## EXERCISE INSTRUCTIONS
Check every line of the entries below for "window", and copy the lines that have it.

::: RECORDS FOR THE EXERCISE

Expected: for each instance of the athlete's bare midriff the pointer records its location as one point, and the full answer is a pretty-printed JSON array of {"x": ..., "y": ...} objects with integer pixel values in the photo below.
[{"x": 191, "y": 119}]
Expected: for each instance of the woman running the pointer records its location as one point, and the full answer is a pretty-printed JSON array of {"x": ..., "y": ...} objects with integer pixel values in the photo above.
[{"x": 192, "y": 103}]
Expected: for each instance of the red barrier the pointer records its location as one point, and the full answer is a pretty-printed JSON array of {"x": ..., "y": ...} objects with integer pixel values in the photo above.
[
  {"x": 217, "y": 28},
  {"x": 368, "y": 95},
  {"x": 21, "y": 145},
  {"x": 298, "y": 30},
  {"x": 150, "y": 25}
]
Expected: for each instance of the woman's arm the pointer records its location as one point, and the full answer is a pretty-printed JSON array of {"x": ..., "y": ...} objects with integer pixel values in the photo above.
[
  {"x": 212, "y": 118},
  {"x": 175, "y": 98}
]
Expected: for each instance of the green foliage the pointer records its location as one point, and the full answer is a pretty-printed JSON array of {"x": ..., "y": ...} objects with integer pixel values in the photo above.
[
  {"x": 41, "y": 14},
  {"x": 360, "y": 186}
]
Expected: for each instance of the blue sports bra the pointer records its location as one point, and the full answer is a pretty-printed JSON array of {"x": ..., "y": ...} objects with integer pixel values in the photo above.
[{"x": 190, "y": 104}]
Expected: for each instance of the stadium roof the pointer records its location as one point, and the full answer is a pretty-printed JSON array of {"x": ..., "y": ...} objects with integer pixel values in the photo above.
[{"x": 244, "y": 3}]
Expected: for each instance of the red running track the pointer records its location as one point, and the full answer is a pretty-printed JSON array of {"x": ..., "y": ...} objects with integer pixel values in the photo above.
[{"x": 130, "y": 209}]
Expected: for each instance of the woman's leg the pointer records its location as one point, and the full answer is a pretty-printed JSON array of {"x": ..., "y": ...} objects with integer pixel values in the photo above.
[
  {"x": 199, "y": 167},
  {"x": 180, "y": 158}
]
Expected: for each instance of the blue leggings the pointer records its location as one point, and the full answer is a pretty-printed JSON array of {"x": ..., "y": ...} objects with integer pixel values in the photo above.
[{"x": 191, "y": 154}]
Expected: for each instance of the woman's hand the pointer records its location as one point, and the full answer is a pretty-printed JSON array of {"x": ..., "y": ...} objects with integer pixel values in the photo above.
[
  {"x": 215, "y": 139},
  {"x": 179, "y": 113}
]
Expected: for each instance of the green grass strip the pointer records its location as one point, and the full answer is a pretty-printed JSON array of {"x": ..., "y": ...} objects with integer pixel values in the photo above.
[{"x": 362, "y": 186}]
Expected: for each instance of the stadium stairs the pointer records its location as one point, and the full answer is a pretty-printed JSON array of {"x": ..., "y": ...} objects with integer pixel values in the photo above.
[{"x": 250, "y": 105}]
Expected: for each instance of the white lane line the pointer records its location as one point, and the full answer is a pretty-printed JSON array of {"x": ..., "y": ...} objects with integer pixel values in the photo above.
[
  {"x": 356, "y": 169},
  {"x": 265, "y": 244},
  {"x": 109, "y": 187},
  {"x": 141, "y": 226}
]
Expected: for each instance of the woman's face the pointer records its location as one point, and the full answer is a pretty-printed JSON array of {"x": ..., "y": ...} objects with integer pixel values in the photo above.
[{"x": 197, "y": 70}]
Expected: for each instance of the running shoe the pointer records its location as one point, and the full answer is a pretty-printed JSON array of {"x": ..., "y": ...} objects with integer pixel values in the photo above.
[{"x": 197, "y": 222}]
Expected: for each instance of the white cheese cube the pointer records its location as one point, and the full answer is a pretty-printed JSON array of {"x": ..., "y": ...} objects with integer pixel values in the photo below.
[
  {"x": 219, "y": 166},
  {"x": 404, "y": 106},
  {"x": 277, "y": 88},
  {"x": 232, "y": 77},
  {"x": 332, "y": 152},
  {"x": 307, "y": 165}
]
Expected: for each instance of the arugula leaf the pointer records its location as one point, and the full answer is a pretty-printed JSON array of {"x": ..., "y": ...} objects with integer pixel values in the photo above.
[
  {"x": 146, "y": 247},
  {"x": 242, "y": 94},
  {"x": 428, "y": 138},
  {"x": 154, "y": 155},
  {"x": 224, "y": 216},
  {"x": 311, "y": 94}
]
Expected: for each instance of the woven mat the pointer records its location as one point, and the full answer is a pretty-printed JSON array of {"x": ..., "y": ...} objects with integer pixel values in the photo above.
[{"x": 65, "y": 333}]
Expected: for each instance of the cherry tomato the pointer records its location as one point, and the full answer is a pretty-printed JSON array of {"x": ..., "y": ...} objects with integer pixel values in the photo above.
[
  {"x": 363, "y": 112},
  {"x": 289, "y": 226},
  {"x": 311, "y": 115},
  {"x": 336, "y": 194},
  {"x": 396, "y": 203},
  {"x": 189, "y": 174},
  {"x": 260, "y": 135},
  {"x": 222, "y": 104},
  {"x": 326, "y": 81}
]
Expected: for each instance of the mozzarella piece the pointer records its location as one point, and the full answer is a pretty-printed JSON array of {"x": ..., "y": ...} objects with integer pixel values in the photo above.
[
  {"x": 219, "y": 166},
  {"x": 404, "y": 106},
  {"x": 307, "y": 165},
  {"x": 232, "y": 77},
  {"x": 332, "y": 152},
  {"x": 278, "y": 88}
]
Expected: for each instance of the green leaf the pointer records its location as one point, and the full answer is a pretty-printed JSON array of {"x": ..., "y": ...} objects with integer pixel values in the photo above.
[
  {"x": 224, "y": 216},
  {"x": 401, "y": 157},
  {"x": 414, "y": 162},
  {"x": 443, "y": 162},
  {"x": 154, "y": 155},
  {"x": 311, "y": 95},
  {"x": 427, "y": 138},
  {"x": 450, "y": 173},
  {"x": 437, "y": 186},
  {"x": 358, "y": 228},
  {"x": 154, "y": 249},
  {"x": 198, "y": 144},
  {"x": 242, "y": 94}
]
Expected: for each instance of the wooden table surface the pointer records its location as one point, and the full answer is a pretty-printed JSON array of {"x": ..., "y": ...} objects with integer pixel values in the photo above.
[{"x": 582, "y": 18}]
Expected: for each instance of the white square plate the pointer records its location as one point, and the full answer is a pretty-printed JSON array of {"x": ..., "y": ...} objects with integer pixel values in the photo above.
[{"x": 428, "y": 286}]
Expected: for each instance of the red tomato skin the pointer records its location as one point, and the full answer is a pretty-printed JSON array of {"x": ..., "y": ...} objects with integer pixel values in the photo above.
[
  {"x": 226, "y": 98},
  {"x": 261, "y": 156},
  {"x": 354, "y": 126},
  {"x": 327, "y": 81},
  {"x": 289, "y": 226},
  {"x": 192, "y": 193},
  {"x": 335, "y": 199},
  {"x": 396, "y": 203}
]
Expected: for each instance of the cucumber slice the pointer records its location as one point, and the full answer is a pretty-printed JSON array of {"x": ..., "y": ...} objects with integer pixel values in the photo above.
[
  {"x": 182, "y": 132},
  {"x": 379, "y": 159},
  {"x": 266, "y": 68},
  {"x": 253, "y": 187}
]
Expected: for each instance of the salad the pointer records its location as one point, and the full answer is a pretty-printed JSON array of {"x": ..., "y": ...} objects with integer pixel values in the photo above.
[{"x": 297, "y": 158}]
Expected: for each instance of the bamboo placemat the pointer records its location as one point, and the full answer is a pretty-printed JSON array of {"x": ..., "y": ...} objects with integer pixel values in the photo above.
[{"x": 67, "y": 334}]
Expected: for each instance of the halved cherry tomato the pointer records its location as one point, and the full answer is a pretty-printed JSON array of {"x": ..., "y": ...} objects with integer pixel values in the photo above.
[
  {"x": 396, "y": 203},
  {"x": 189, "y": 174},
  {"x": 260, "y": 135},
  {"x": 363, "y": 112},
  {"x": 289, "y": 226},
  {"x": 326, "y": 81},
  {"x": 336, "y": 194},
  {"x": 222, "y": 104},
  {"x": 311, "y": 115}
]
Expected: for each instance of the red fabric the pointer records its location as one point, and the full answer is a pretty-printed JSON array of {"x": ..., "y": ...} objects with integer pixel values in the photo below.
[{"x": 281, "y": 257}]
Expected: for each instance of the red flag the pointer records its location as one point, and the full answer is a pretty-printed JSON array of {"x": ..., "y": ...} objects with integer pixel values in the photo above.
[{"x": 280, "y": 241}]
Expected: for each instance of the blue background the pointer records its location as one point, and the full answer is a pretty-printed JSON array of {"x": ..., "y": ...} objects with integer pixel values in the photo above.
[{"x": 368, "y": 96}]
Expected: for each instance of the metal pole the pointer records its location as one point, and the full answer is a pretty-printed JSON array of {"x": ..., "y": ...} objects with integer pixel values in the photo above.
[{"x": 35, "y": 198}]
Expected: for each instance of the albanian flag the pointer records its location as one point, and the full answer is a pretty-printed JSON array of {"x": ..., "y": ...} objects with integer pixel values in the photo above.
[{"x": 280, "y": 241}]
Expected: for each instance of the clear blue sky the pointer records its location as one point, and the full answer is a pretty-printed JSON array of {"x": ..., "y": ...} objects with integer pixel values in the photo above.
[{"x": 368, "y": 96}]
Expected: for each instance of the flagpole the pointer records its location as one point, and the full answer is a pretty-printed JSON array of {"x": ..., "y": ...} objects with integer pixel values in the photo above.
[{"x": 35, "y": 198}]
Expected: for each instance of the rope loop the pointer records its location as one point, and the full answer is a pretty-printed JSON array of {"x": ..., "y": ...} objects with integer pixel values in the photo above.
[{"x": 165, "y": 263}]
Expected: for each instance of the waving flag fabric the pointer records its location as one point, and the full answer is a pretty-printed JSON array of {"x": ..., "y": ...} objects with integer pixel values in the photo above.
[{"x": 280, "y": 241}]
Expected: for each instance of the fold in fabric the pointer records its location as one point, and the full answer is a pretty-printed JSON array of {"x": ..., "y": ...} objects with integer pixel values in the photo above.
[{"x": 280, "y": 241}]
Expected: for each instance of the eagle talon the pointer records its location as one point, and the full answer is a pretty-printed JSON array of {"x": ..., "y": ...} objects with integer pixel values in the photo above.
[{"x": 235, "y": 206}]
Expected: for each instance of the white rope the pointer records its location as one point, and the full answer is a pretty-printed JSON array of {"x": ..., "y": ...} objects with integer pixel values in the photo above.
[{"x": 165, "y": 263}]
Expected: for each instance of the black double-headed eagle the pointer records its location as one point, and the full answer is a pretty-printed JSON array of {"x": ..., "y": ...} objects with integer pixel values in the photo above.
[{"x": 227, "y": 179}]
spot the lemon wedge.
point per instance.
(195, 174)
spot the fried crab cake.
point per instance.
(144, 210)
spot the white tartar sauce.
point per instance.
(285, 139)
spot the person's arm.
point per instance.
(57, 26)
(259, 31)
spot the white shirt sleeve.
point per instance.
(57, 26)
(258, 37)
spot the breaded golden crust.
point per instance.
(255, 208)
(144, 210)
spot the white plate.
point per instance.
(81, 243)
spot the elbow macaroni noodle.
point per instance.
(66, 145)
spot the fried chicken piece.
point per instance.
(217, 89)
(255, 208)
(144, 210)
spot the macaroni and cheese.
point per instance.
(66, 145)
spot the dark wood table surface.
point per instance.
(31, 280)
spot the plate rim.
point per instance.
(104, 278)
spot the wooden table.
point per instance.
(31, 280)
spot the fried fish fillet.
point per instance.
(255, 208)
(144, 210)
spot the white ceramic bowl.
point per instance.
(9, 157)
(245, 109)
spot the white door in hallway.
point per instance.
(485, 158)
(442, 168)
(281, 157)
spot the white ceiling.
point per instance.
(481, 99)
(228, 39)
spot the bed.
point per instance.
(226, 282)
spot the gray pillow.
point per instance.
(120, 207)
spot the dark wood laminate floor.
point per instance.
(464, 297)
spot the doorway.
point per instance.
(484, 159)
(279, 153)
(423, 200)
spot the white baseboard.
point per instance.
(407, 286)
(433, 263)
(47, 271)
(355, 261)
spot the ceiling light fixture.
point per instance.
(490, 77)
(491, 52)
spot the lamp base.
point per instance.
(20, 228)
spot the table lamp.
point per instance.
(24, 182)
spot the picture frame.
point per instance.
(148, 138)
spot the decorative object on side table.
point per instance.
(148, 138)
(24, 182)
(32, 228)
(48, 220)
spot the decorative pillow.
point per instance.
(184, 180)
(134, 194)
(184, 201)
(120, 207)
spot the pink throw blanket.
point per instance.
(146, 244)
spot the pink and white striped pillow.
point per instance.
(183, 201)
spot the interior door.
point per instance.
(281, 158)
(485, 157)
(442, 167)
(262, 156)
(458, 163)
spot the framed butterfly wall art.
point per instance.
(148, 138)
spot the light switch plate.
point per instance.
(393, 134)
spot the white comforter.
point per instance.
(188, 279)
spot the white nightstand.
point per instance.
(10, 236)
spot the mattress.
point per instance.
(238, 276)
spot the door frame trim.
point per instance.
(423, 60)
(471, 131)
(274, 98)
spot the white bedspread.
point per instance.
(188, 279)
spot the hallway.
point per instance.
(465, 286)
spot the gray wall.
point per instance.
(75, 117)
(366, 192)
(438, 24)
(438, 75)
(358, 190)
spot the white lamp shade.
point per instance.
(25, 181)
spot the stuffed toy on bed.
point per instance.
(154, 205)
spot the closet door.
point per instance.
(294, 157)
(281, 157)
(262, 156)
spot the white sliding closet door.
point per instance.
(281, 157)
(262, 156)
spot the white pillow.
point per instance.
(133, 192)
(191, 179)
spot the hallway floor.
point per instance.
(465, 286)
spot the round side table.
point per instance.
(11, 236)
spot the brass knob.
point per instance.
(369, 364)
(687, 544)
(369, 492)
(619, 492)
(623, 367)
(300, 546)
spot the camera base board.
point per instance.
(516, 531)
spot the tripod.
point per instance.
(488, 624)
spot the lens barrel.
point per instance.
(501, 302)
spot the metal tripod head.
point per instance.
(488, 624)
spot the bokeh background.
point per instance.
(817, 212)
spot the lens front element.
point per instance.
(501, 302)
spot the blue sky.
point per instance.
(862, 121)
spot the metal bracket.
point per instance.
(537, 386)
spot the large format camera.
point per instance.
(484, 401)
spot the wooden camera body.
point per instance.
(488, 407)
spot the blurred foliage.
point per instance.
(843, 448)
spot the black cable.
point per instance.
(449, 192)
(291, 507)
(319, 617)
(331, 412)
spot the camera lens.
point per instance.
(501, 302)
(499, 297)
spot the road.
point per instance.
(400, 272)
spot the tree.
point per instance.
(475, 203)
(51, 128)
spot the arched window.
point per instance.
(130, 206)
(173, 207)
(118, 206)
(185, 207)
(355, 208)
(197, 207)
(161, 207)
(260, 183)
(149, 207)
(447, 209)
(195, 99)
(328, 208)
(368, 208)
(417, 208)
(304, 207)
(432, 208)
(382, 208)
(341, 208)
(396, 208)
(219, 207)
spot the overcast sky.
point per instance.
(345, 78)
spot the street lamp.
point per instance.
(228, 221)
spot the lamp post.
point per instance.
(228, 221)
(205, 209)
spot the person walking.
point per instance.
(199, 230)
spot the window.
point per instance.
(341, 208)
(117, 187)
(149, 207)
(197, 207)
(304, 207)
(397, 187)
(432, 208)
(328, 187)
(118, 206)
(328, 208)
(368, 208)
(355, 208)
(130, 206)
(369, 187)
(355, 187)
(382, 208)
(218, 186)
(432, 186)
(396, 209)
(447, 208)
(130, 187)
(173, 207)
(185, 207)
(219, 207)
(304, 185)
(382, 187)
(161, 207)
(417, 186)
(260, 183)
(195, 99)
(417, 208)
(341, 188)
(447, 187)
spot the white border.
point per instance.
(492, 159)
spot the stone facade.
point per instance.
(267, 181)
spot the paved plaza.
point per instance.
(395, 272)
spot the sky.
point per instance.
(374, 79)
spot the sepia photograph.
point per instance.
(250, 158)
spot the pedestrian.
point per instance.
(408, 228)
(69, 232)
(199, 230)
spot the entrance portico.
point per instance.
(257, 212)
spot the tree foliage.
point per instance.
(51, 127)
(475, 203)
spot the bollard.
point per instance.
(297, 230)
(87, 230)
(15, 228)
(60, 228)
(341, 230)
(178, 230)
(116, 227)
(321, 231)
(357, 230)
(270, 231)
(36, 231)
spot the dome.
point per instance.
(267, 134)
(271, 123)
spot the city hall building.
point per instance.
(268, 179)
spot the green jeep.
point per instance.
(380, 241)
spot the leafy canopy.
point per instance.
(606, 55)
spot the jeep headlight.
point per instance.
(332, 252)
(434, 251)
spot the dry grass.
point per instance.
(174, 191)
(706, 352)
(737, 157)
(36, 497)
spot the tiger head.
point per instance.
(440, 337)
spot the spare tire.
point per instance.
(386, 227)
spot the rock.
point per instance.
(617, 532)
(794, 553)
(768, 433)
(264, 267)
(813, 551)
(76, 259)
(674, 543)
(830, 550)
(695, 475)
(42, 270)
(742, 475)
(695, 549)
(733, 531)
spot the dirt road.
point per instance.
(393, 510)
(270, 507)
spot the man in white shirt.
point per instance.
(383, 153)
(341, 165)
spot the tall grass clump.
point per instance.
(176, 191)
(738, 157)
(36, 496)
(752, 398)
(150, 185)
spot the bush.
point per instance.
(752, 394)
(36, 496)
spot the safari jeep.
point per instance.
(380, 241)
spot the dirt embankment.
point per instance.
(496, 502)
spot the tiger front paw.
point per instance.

::::::

## EXERCISE SOLUTION
spot the arched window.
spot the window.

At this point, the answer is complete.